Required work →
1. Name every means through which, according to the text on joining a genealogical society, a society provides skill development.
2. Go on with the text on joining a genealogical society, picking up after its final sentence.

Extracted text →
=-=-=-=-=

Have you ever been asked, "Why do you belong to a genealogical society when you can find everything you need on the Internet?" Or how about this one, "Why should I join when someone in my family has already done all my research for me? What more can a society provide to me?"

Well, one good reason I've found is that I can talk to someone about my family history research without a glazed eye response. You know that, "Oh no! Here she goes again look." You all know of that  I speak I'm sure. We all have family members who just want to hear about the "good stuff." You know, the murder and mayhem. Since this excitement isn't typically what you find in your daily research, it's nice to have society members around to listen and rejoice in the discoveries you make – and without the glazed look. There is definitely a nice social aspect to your membership.

Brick walls are sometimes hard to break down by yourself. This is a situation where more is definitely better! There always seems to be an extra pair of eyes or someone more experienced in a specific area of research. Oh my, the time it can save you when you consult with your fellow society members when you find those blind alleys and brick walls! And there isn't a group of people more willing to share facts, knowledge and funny stories than fellow genealogists.

Your society provides skill development through education, publications, seminars, workshops, research assistance and networking.

You owe it to your descendants to make certain your research meets the highest standards of ethical research principles and practices. Why go to all the work of researching your data and not document the proper sources. Your society can help teach you how to discern fact from fiction, and how to document your finds so they won't be doubted by others.

=-=-=-=-=

Data records →
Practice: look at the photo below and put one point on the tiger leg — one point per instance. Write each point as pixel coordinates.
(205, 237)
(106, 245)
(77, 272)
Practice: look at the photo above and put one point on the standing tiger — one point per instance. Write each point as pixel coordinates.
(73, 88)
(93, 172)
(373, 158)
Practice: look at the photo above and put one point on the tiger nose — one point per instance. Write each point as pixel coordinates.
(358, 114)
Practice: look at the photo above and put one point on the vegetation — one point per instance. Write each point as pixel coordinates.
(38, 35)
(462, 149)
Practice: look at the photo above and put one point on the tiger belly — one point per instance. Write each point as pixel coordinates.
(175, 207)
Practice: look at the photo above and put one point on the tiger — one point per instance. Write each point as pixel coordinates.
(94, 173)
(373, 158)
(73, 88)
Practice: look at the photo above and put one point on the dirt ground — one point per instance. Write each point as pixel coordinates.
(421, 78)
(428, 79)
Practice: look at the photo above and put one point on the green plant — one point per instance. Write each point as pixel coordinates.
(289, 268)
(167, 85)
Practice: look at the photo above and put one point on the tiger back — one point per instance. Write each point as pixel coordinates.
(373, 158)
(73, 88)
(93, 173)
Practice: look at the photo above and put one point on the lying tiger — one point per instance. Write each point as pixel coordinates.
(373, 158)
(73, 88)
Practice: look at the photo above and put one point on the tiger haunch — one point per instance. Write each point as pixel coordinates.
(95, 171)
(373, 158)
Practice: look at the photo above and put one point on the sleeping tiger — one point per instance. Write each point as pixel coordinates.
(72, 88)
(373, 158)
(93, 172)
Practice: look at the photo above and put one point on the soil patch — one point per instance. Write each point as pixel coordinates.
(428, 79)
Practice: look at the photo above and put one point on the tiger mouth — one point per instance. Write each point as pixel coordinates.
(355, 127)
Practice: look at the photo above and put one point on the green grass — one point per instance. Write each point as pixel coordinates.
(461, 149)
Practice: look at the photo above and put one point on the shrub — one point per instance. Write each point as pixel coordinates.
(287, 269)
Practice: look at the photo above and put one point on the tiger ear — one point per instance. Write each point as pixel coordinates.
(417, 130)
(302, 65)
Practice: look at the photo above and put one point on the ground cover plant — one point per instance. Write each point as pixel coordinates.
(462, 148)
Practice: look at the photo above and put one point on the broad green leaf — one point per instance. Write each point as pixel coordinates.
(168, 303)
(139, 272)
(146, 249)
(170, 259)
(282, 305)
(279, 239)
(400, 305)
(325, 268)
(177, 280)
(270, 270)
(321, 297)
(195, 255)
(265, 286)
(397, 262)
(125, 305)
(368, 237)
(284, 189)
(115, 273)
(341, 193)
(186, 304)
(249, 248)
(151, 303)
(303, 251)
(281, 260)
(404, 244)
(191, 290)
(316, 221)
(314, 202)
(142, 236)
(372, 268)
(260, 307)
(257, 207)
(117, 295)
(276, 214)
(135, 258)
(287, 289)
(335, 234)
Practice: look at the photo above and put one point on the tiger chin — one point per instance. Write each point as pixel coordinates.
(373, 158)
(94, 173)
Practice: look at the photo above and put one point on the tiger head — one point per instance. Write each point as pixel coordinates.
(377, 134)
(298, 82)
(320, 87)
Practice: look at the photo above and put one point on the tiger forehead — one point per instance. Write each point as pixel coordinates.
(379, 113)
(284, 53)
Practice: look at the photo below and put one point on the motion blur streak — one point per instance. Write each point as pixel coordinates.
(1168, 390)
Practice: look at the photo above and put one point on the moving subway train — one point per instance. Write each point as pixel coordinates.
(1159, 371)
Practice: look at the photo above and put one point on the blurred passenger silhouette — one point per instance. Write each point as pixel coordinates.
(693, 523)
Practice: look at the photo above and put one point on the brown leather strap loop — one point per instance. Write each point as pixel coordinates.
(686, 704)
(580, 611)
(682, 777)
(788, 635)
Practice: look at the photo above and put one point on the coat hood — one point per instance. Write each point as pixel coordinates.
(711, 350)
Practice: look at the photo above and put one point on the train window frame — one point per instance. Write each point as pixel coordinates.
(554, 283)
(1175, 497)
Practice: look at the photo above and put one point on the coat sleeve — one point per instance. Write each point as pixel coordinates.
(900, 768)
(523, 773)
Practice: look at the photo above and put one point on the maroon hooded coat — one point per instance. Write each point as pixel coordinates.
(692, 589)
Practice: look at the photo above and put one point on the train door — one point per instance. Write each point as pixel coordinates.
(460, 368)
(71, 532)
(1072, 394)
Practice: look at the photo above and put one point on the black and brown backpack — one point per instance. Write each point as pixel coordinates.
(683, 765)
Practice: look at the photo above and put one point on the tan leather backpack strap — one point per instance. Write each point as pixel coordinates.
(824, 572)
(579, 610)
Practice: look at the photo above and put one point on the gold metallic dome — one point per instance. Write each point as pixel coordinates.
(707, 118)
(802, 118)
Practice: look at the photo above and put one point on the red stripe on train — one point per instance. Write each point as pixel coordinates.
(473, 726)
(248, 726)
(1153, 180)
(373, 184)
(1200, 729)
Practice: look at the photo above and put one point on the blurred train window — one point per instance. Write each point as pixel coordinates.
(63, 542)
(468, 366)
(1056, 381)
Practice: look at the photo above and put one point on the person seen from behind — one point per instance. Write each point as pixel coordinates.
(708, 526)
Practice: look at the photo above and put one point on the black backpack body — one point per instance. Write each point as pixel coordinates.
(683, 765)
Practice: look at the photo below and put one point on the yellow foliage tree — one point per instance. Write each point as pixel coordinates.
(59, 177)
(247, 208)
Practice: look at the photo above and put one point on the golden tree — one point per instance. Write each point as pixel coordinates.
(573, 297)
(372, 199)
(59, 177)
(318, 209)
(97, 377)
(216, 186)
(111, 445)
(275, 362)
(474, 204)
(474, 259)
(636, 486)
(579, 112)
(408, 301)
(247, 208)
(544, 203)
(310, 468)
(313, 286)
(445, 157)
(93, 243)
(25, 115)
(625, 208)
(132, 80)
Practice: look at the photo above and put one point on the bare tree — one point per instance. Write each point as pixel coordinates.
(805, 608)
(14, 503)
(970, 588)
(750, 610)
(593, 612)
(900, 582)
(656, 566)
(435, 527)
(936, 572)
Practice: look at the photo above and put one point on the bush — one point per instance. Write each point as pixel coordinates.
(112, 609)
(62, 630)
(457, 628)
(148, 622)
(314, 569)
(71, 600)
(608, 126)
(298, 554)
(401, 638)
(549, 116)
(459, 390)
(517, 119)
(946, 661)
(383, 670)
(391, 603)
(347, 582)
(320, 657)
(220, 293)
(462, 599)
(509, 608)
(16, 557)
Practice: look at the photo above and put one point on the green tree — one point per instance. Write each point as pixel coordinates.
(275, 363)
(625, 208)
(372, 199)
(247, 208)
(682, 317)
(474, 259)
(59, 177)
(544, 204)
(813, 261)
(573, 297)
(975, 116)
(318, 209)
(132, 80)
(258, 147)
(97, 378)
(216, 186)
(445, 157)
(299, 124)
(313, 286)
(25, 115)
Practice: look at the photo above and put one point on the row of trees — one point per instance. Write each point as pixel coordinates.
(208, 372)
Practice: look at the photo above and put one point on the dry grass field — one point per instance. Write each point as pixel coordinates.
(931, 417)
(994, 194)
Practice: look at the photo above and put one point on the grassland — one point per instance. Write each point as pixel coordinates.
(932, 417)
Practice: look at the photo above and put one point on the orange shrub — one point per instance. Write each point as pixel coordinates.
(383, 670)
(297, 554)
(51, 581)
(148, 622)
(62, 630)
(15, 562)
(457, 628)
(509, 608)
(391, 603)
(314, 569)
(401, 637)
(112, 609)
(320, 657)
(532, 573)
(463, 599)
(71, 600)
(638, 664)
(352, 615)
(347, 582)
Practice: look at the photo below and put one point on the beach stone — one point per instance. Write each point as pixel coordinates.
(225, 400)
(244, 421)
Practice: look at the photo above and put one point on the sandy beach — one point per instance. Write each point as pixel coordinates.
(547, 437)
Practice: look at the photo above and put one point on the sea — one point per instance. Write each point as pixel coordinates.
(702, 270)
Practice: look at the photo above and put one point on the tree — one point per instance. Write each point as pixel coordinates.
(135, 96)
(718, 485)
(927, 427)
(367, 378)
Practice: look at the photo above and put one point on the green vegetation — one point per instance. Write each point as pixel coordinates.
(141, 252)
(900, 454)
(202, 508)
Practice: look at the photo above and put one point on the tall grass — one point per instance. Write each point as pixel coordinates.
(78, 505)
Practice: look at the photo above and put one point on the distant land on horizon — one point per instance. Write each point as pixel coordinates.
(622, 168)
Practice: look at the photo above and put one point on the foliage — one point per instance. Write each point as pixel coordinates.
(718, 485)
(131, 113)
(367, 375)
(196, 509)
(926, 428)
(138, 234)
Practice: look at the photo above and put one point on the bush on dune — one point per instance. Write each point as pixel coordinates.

=-=-=-=-=

Task results →
1. education, publications, seminars, workshops, research assistance, networking

2.
Join a genealogical or historical society in the area of your research. What better way to find out about your ancestors than from those who probably research the same location and surname?

Internet – fact or myth? Do you know how to sift myth and lore from actual facts? Okay, I know the myth and lore might be more exciting and romantic, but let's leave a true and faithful legacy for our children's children.

Learn about ever-advancing technology and how it can help you further your research and meet new cousins.

A great way to get recharged in your research is to help acquaintances or strangers connect with their ancestors — a short break away from your bygone ancestors. A good way is to become a docent at the Pleasanton Library or at a Mormon Family History Center. See http://www.l-ags.org/libraries/libraries.html. And don't forget all those ongoing special community service projects such as documenting local church records, mortuary records, and cemetery records. Many of these projects are split into small sections and the work can be done in your home.

Do you have a funny or interesting story you would love to share in our newsletter but don't feel you know how to write it properly? We have people willing to listen to your stories over the telephone and write those stories for you. That's society teamwork and it's how we help each other to grow our society and share our family stories.

What better place to have free coffee and cookies once a month with friends.

On June 27, 1977 our society was founded with these purposes in mind:

To help beginning genealogists get started.

To exchange information with fellow members.

To learn more about sources available for genealogical research.

To undertake genealogy-related public service projects.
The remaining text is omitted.